• Source extract
WHAT, EXACTLY, ARE COMPETENCIES?
Competencies are abilities, behaviors, knowledge and skills that impact the success of employees and organizations. They can include general skills (like communication skills), role-specific skills, leadership skills and others. The common theme is that a competency can be analyzed and broken down into a set of specific behaviors that tell employees what is expected of them and that management can measure.
The idea is that these competencies should be well-defined across the organization. The definition is not enough by itself, however. It needs to be paired with specific behaviors or tasks that are expected of the employee. These will be different depending on the role of the employee in question Once competencies are defined, you can create a competency model: a set of 7 to 10 core competencies that are aligned with your company’s business goals.

• Set exercise A
Please reproduce the passage on competencies in full, word for word.

• Record excerpts

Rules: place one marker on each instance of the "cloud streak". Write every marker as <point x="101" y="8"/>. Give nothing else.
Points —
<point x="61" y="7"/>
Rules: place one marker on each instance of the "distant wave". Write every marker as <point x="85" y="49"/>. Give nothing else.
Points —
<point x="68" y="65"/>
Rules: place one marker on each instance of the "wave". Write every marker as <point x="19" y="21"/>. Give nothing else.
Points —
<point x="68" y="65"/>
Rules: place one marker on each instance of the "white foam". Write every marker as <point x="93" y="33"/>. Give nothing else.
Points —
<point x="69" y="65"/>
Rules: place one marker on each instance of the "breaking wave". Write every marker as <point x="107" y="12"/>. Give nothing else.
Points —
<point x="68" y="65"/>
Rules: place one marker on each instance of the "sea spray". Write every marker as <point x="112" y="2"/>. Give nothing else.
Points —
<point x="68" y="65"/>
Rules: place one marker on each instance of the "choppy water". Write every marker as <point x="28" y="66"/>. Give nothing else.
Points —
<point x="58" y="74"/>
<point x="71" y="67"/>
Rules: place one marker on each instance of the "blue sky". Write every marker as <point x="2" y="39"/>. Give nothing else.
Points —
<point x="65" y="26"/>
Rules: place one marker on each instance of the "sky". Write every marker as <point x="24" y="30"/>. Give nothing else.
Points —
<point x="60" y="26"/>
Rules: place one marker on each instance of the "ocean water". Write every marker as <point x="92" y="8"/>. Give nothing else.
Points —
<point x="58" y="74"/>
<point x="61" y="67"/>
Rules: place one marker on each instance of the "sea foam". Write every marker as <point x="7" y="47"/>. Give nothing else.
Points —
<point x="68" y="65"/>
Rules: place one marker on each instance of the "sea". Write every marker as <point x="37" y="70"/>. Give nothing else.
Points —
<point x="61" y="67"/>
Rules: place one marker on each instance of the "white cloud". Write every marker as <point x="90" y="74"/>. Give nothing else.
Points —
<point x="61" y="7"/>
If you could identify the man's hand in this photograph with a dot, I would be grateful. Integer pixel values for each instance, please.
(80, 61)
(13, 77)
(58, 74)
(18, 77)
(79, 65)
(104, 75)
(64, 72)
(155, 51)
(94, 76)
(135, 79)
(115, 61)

• Set exercise B
Recast everything in the entries from the line containing "If you could" down to the end of the entries as a JSON list of strings, one string per line, with blank lines left out.

• Answer A
WHAT, EXACTLY, ARE COMPETENCIES?
Competencies are abilities, behaviors, knowledge and skills that impact the success of employees and organizations. They can include general skills (like communication skills), role-specific skills, leadership skills and others. The common theme is that a competency can be analyzed and broken down into a set of specific behaviors that tell employees what is expected of them and that management can measure.
The idea is that these competencies should be well-defined across the organization. The definition is not enough by itself, however. It needs to be paired with specific behaviors or tasks that are expected of the employee. These will be different depending on the role of the employee in question Once competencies are defined, you can create a competency model: a set of 7 to 10 core competencies that are aligned with your company’s business goals.

• Answer B
[
  "If you could identify the man's hand in this photograph with a dot, I would be grateful. Integer pixel values for each instance, please.",
  "(80, 61)",
  "(13, 77)",
  "(58, 74)",
  "(18, 77)",
  "(79, 65)",
  "(104, 75)",
  "(64, 72)",
  "(155, 51)",
  "(94, 76)",
  "(135, 79)",
  "(115, 61)"
]